**EXERCISE OBJECTIVE**
Count the lines in the material below that contain the string "merlons", matching case exactly. Give only the number.

**DATASET EXTRACT**
"""
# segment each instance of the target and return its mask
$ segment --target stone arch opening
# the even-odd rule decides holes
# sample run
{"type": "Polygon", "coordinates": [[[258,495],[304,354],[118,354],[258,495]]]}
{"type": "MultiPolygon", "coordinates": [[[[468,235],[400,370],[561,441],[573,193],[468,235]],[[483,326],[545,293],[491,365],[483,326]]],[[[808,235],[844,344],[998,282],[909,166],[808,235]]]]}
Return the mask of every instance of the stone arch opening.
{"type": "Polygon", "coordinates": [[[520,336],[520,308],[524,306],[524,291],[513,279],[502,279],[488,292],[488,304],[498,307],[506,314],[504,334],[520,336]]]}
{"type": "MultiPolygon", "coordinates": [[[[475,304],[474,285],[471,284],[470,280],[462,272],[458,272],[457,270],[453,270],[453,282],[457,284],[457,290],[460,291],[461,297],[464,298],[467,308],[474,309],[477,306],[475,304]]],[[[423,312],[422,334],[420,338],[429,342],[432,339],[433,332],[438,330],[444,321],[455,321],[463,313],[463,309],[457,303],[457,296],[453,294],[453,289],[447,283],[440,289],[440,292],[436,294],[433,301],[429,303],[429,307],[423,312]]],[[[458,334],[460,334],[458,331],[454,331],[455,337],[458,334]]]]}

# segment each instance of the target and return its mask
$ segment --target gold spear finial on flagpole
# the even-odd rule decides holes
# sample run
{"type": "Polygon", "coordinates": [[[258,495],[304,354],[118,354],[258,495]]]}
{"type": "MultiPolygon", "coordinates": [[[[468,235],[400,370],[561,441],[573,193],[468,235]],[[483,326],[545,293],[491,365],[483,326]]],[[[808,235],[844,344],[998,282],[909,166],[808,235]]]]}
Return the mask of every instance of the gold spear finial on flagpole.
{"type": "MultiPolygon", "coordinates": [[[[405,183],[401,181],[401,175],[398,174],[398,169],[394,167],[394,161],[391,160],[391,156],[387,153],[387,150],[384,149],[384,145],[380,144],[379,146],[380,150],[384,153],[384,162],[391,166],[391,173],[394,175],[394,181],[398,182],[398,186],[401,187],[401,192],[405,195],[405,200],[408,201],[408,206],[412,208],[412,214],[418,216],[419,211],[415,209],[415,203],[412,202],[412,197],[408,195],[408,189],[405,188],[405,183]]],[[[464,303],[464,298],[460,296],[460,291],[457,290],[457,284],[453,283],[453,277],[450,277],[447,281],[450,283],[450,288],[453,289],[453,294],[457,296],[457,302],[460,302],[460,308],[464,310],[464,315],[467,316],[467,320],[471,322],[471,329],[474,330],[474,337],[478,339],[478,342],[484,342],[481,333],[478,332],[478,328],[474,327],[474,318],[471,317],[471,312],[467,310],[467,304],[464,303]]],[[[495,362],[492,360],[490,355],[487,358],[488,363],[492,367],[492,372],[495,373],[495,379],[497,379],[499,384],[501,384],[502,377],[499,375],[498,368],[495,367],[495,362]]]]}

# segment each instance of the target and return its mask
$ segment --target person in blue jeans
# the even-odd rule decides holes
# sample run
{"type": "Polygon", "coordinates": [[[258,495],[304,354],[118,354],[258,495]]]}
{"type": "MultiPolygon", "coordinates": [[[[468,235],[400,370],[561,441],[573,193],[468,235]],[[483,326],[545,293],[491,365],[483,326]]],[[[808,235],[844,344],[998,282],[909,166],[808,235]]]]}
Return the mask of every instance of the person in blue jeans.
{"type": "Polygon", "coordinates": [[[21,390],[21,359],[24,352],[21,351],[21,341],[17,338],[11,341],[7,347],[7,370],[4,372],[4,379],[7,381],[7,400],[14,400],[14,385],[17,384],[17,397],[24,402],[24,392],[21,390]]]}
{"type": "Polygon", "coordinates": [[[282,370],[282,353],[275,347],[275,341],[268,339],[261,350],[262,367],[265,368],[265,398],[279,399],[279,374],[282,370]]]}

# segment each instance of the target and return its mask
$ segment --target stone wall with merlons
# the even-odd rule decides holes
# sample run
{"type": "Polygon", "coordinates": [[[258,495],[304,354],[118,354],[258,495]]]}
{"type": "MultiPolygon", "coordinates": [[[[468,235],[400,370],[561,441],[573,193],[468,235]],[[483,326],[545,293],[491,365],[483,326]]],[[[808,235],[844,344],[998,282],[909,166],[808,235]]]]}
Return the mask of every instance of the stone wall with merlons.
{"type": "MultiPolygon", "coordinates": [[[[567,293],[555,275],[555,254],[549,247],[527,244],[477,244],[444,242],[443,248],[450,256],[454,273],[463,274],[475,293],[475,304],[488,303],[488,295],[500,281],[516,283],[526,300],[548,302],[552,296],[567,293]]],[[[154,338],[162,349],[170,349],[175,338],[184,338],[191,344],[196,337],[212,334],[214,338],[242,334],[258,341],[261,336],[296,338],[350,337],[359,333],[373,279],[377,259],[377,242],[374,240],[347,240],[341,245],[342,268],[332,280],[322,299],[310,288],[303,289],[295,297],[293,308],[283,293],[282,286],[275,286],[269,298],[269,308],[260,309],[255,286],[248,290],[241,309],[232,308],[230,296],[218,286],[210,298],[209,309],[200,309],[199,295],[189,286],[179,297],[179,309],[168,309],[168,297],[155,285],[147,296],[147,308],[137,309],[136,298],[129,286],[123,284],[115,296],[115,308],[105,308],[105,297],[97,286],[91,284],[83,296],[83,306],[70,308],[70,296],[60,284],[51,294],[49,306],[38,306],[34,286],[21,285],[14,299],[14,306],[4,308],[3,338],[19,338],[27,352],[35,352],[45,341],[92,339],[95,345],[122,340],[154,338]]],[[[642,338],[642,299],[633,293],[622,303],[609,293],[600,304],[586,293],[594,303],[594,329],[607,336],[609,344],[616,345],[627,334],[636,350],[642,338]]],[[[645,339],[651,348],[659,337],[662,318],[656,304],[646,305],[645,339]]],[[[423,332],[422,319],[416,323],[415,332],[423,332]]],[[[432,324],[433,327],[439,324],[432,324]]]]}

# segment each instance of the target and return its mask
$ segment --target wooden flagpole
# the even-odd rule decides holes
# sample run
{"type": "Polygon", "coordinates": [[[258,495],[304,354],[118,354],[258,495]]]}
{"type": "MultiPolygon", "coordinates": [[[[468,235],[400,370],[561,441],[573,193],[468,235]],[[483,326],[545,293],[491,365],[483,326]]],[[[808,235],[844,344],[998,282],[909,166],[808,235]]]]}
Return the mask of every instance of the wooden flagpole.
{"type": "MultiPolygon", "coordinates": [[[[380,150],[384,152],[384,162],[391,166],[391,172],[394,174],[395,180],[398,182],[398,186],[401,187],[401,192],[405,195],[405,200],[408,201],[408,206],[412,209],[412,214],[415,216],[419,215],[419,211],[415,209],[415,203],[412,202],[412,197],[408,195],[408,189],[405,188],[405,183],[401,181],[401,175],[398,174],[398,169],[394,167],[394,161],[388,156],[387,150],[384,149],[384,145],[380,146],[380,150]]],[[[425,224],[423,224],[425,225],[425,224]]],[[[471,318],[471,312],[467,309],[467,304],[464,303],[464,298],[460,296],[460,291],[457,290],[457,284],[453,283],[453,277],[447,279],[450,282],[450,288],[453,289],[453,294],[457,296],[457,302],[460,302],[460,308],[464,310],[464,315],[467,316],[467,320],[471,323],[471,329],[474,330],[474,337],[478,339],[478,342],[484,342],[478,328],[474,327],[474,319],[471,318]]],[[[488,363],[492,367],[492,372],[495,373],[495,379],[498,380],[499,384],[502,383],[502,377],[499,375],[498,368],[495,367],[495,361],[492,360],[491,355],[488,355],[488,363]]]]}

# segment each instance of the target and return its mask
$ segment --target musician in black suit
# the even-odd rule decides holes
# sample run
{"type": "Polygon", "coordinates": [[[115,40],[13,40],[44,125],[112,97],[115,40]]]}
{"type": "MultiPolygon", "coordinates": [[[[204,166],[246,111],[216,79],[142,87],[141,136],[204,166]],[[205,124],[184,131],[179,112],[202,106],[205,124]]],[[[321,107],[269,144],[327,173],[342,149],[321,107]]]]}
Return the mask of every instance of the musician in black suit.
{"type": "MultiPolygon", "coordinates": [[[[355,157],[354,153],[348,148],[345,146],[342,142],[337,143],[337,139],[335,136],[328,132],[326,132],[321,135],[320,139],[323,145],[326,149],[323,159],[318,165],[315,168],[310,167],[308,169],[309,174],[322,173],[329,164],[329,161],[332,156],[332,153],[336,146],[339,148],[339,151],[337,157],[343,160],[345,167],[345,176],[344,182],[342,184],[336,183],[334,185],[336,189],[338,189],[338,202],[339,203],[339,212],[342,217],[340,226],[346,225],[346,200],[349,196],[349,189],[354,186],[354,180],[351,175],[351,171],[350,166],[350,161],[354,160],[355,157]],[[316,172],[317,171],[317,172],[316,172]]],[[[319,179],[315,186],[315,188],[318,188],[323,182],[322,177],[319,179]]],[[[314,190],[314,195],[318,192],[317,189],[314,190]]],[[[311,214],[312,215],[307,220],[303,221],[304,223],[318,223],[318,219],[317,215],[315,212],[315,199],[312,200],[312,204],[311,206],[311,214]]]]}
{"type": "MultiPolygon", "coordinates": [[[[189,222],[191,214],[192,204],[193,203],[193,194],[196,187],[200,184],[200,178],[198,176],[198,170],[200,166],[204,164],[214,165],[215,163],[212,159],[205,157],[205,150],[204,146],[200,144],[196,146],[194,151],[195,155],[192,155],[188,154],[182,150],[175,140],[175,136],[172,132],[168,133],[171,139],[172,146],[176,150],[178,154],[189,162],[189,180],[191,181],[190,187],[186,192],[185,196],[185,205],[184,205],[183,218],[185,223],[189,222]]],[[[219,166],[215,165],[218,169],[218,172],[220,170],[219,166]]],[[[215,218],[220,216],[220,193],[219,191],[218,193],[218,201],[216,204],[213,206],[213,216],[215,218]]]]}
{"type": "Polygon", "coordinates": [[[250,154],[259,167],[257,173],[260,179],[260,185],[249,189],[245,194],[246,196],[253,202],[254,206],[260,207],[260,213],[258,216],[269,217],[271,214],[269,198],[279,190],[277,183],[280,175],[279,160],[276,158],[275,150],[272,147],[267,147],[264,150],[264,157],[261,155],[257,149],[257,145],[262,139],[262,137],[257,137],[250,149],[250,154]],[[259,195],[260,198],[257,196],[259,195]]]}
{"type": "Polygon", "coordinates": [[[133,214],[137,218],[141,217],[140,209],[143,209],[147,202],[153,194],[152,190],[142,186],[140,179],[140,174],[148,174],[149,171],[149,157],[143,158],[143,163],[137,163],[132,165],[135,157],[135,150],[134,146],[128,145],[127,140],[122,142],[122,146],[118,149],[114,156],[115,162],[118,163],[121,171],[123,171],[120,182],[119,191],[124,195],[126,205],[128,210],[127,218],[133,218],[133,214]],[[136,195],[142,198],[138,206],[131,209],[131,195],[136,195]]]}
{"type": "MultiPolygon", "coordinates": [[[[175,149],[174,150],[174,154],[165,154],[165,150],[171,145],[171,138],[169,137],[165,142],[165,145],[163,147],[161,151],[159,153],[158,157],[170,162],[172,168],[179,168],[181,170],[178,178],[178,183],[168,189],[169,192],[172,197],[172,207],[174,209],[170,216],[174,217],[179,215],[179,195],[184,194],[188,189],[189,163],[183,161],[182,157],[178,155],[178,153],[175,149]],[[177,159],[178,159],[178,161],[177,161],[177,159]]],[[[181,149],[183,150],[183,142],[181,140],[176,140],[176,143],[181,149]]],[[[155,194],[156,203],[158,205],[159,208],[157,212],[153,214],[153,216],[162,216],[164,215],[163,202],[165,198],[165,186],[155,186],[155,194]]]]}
"""
**CORRECT RESPONSE**
2